▸ Required work: Copy out the records below with every "photo" changed to "image" and all other wording left as it is. Leave out the pictures.

▸ Stored data:
* BEGIN *
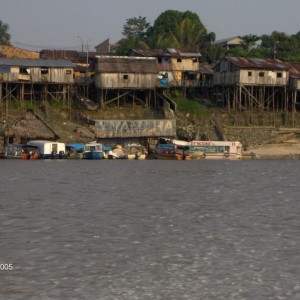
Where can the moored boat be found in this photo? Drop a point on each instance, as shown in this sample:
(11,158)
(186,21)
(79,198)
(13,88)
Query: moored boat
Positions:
(49,149)
(215,150)
(74,150)
(93,151)
(20,151)
(135,151)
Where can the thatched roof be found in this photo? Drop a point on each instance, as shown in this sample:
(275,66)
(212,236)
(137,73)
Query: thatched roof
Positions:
(30,126)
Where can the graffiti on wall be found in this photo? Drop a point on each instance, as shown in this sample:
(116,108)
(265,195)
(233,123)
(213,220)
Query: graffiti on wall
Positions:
(135,128)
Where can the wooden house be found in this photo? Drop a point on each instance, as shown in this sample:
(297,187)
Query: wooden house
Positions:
(230,43)
(29,126)
(294,86)
(123,78)
(163,60)
(251,83)
(35,79)
(117,72)
(36,71)
(185,66)
(180,66)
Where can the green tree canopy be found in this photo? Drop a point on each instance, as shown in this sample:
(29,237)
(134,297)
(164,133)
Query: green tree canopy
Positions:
(4,35)
(136,27)
(176,29)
* END *
▸ Written response:
Where can the moored boat be found in this image? Drop a point on each instance, as shown in this sample:
(11,158)
(186,21)
(79,198)
(13,88)
Query: moored boat
Positions:
(49,149)
(215,150)
(74,150)
(93,151)
(20,151)
(135,151)
Where can the thatched roof be found in this image? Drop a point on each instance, as shown in this sample:
(275,66)
(212,236)
(137,73)
Query: thatched roof
Positions:
(30,126)
Where can the graffiti on wall be found in this image? Drop a point on each instance, as shown in this sample:
(116,108)
(265,195)
(233,123)
(213,220)
Query: graffiti on wall
Positions:
(135,128)
Where can the wooden house be found in this image? Drop a point on each instance, as shown in this sample:
(297,187)
Query: wooden house
Positions:
(230,43)
(29,126)
(294,86)
(123,78)
(163,60)
(251,83)
(35,79)
(117,72)
(36,71)
(185,66)
(180,66)
Where can the green tree canopy be found in this image? Drop a point on each instance, as shown in this sample:
(29,237)
(134,297)
(164,133)
Query: green tree canopy
Positions:
(4,35)
(136,27)
(176,29)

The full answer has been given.